Всем – уйти, поэтам – остаться
В 2023 году вышел уже третий том поэтической антологии «Уйти. Остаться. Жить». Prosodia обратила внимание на удивительную логику этого проекта: поэтические тексты в отсутствие своих создателей ультимативно записывают тех в поэты. Человеческая трагедия заставляет обратить внимание на творчество, которое, в свою очередь, меняет наше восприятие личности.
Уйти. Остаться. Жить. Антология литературных чтений «Они ушли. Они остались». Т. III / Сост.: Б. О. Кутенков, Н. В. Милешкин, Е. В. Семёнова. — М.: Выргород, 2023. — 448 с. : илл.
------------
**Что сделать:**
(A) Как пересказать текст об антологии в двух предложениях?
(B) Воспроизведите дословно отрывок из текста об антологии: начните со слов «Уйти. Остаться. Жить.» и остановитесь после слов «448 с. : илл.».
(C) Продолжите текст об антологии начиная с места после его последнего предложения.

**Исходный фрагмент:**
------------
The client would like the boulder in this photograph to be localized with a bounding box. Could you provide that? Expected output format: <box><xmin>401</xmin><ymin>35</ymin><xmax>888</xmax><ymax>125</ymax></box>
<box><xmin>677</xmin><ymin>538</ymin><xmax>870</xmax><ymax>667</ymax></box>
------------
**Ответы по заданиям:**
(A) В 2023 году вышел третий том поэтической антологии «Уйти. Остаться. Жить», составленный Б. О. Кутенковым, Н. В. Милешкиным и Е. В. Семёновой. Prosodia отмечает, что поэтические тексты в этом проекте в отсутствие своих создателей записывают их в поэты, а человеческая трагедия привлекает внимание к творчеству, которое меняет восприятие личности.

(B)
Уйти. Остаться. Жить. Антология литературных чтений «Они ушли. Они остались». Т. III / Сост.: Б. О. Кутенков, Н. В. Милешкин, Е. В. Семёнова. — М.: Выргород, 2023. — 448 с. : илл.

(C)
С 2012 года ежегодно в Москве и других городах России проводятся литературные встречи «Они ушли, они остались», посвященные памяти поэтов, ушедших молодыми в конце XX и начале XXI века. Логичным развитием проекта стал выпуск бумажных антологий «Уйти. Остаться. Жить», где поэтические подборки перемежаются литературоведческими и мемуарными материалами. В этом году в издательстве «Выргород» вышел уже третий том, сконцентрированный на авторах, чья смерть пришлась на 90-е. Составителями книги выступили Борис Кутенков, Николай Милешкин и Елена Семёнова.
Тема, конечно, важная. С одной стороны, способная заполнить исторические лакуны и усложнить литературный контекст прошлого, с другой – несущая очевидную этическую нагрузку. Ранняя смерть всегда оставляет ощущение недосказанности, и подобные инициативы позволяют голосам ушедших снова звучать, договаривать важное. Наконец, перед нами, как ни крути, разговор о смерти, которая только и может по-настоящему подводить черту под литературными эпохами.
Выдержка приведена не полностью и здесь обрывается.